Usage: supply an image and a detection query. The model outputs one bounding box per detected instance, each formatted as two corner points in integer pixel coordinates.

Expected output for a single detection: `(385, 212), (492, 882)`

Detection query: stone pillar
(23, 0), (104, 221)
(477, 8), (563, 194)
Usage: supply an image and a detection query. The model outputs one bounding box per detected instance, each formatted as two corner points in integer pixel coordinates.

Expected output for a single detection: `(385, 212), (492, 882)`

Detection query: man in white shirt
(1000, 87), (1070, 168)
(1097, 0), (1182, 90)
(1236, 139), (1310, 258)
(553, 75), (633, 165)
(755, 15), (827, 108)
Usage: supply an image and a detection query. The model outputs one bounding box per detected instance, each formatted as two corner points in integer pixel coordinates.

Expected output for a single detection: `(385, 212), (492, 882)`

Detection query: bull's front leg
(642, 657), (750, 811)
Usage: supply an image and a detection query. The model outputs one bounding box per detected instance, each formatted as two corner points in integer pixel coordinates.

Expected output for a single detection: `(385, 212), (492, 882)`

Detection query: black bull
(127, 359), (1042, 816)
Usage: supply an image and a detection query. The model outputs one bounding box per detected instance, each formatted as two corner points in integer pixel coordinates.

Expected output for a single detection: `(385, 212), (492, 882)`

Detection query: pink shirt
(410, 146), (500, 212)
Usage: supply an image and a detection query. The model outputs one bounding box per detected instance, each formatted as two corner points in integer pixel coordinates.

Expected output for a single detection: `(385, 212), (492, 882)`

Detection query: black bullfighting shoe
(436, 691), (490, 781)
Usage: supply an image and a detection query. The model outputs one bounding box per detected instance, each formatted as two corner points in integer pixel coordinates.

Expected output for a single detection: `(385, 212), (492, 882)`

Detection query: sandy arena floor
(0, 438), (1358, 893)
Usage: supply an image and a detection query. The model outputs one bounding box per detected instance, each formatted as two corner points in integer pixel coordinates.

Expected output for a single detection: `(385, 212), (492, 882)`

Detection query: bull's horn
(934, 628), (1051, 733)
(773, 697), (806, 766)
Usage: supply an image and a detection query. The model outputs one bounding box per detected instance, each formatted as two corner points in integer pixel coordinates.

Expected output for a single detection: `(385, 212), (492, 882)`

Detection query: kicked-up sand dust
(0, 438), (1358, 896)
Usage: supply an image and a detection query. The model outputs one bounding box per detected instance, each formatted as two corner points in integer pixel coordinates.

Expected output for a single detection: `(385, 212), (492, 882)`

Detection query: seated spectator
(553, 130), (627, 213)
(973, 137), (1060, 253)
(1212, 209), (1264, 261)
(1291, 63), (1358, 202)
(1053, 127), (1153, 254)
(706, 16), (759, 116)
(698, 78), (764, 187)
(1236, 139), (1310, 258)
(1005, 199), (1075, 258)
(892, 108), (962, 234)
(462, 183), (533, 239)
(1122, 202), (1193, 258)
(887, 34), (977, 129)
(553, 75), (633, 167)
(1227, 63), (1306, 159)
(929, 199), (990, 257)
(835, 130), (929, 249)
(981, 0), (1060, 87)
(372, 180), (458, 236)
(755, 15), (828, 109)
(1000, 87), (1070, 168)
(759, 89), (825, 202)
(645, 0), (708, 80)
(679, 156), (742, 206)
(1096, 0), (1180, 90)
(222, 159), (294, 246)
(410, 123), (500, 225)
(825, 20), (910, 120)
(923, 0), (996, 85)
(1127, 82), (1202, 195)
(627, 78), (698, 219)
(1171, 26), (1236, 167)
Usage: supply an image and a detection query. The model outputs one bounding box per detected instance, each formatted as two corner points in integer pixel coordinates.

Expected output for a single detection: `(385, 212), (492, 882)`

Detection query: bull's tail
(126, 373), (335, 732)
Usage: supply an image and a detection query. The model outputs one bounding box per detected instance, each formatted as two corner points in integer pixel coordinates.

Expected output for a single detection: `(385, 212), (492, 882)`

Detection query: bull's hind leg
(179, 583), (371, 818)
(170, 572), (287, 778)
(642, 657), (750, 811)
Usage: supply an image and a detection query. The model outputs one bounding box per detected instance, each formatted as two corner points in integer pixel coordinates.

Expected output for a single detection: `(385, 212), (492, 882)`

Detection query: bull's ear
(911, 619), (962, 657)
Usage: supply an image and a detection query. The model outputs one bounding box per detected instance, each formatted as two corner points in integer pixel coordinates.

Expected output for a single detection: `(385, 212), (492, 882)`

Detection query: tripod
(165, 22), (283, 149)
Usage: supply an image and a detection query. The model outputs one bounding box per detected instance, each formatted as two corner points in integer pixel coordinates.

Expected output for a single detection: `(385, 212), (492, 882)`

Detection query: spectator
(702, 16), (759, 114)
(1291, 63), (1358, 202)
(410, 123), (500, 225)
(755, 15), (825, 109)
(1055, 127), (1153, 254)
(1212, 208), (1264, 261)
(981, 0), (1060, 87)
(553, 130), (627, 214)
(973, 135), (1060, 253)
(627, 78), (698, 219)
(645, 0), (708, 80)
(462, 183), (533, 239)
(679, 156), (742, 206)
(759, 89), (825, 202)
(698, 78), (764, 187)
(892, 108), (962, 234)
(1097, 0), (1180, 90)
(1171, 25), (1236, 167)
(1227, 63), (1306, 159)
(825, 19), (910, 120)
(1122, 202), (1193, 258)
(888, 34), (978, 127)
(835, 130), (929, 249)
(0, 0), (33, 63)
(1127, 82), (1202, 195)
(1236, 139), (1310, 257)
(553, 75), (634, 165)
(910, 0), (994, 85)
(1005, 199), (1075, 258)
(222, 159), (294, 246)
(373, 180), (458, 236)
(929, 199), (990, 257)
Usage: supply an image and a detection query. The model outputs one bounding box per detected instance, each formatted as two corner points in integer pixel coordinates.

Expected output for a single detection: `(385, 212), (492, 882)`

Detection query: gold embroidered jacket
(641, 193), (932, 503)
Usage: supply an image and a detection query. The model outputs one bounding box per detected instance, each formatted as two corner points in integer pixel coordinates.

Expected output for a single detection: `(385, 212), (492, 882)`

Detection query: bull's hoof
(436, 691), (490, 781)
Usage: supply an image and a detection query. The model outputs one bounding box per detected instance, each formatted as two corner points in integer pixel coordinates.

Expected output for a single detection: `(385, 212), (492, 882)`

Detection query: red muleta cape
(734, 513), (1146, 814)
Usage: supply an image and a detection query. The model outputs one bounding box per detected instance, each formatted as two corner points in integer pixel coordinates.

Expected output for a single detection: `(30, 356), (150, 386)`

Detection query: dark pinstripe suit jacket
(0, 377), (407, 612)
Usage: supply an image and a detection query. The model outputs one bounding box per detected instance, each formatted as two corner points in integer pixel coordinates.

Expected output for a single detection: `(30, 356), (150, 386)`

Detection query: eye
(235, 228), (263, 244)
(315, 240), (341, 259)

....

WRITTEN REQUEST: Rescale the stretch from the start of the entries through the line containing "(755, 15), (827, 108)", both ends included, and give only those lines again, requests and all. Multiply every bounding-box coordinate in the answers by 1.5 and round to whole numbers, halves up, leaving the requests and their sample output unchanged.

FULL RESPONSE:
Usage: supply an image and a detection query. The model outputs one bounding box per detected instance, each formatted as two corner points in integer pixel coordinates.

Expected output for a single detection: `(385, 212), (492, 882)`

Detection query: stone pillar
(35, 0), (156, 332)
(716, 12), (845, 291)
Usage: supply an image and a detection query. The model outputs one bounding box per detected instance, each formatted as two corner points in integer pixel coordinates.

Expected output for a single detection: `(385, 212), (492, 882)`

Detection query: man in white shirt
(1500, 131), (1605, 252)
(1646, 0), (1773, 135)
(1854, 209), (1965, 387)
(830, 113), (950, 248)
(1133, 23), (1241, 162)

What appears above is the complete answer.